_Text section_:
1. - Implement Snapshot Isolation and integrating it into DBTransaction - this should be enough to enable PK integration
2. - Enable advisory locking via DBTransaction.lock() call
3. - Ensure that DBTransaction.lock calls takes care or sorting, timeouts and re-entrancy
4. - Implement deadlock detection

[CMCDragonkai]

Upon reading this http://ithare.com/databases-101-acid-mvcc-vs-locks-transaction-isolation-levels-and-concurrency/ this has clarified a few ideas that has been confusing.

1. The isolation levels mentioned before Read Committed, Read Uncommitted, Repeatable Read, Serializable were ideas that were first developed with "lock-based DBs", that is DBs that has no concept of snapshots and just use locks to manage concurrency.
2. Databases later developed "MVCC" which makes use of snapshots, this enabled "snapshot isolation" and optimistic concurrency control techniques. However DBs often retained the terminology of the above isolation levels, and the different concurrency phenomena (phantom reads, dirty reads, lost updates.. etc).
3. Implementations of MVCC seem to prefer the optimistic concurrency control, but you can always "reintroduce locking" into your optimistic transactions by using SELECT FOR UPDATE or SELECT FOR SHARE. So those features have always existed.
4. MVCC is easier to program with, you don't need to manage locks unless you really need it, and that's why FOR UPDATE and FOR SHARE still exist.
5. LevelDB does actually in fact implement MVCC, how ever it was not exposed to the end user, except with iterators. You cannot directly access the snapshot in LevelDB atm without iterators.
6. We may be able to turn our DBTransaction into an optimistic transaction by default, but also provide locking methods in case locks are necessary for special cases (such as when high concurrent pressure exists). This shouldn't affect backwards compatibility for EncryptedFS... but it will require some testing.

[CMCDragonkai]

Re-reading:

• https://ongardie.net/blog/node-leveldb-transactions/
• https://www.cockroachlabs.com/blog/what-write-skew-looks-like/

This seems to mean that snapshot isolation should be easy to do.

However a new development was serializable snapshot isolation. This prevents "write skew" anomalies that exists in snapshot isolation, that currently can only be addressed by introducing locking.

I don't fully understand how to implement serializable snapshot isolation SSI, so I'll leave that for later. It seems SI is sufficient for most cases, and is how most DBs are still defaulting to.

[CMCDragonkai]

Note, that if we had the ability to just use rocksdb, this stuff would mostly all be available for free. While leveldb does support rocksdb as the backing database https://github.com/Level/level-rocksdb, it doesn't expose any of the rocksdb transaction features discussed in https://www.mianshigee.com/tutorial/rocksdb-en/b603e47dd8805bbf.md which is unfortunate! I'm thinking that it will take more time to work out the C++ code and integration into nodejs right now (although we will have to do this soon). So I'll stick to attempting to implement this in JS/TS.

[CMCDragonkai]

Note that we currently maintain written-data in our transaction data path. We used to call this the "snapshot". But this technically incorrect term. The snapshot is supposed to be the point-in-time state of the DB when the transaction starts. Additionally our implementation then implements COW on top of this.

This means that our transaction data path is where we are "buffering" our writes, and they are overlaid on top of the underlying DB.

_Supplied data_:
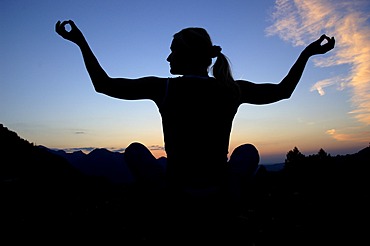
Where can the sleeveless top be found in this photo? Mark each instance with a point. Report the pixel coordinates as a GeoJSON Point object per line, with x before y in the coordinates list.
{"type": "Point", "coordinates": [197, 115]}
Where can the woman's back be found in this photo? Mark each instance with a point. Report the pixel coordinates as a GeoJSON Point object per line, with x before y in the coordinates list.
{"type": "Point", "coordinates": [197, 116]}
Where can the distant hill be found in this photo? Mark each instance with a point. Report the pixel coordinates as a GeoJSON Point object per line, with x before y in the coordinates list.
{"type": "Point", "coordinates": [100, 163]}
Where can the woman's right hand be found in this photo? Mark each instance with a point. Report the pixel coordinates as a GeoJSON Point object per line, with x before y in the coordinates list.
{"type": "Point", "coordinates": [74, 35]}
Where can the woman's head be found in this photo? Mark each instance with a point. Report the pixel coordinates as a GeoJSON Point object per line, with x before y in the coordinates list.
{"type": "Point", "coordinates": [192, 51]}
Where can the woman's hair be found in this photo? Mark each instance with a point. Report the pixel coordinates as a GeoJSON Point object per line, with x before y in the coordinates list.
{"type": "Point", "coordinates": [197, 41]}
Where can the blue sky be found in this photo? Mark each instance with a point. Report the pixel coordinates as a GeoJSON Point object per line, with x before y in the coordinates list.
{"type": "Point", "coordinates": [47, 97]}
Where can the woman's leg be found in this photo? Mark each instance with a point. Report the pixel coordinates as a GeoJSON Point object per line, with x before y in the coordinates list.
{"type": "Point", "coordinates": [243, 165]}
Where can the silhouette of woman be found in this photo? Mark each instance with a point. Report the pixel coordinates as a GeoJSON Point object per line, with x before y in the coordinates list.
{"type": "Point", "coordinates": [197, 110]}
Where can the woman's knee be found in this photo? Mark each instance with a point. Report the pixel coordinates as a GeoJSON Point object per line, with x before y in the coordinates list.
{"type": "Point", "coordinates": [245, 153]}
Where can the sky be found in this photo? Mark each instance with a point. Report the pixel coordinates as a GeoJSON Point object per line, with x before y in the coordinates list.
{"type": "Point", "coordinates": [47, 98]}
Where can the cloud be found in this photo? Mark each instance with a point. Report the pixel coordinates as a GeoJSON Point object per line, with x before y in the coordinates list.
{"type": "Point", "coordinates": [359, 136]}
{"type": "Point", "coordinates": [300, 22]}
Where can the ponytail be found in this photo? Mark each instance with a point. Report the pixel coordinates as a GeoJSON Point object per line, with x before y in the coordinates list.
{"type": "Point", "coordinates": [221, 70]}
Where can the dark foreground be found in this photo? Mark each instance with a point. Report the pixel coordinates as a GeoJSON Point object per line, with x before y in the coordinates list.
{"type": "Point", "coordinates": [314, 200]}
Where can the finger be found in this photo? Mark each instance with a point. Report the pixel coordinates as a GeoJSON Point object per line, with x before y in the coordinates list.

_Problem A_:
Name the isolation levels that the thread on database transactions says were first developed with lock-based databases.
_Problem B_:
In the thread on database transactions, return everything from "5. LevelDB does" down to "easy to do.".

_Result A_:
Read Committed, Read Uncommitted, Repeatable Read, Serializable

_Result B_:
5. LevelDB does actually in fact implement MVCC, how ever it was not exposed to the end user, except with iterators. You cannot directly access the snapshot in LevelDB atm without iterators.
6. We may be able to turn our DBTransaction into an optimistic transaction by default, but also provide locking methods in case locks are necessary for special cases (such as when high concurrent pressure exists). This shouldn't affect backwards compatibility for EncryptedFS... but it will require some testing.

[CMCDragonkai]

Re-reading:

• https://ongardie.net/blog/node-leveldb-transactions/
• https://www.cockroachlabs.com/blog/what-write-skew-looks-like/

This seems to mean that snapshot isolation should be easy to do.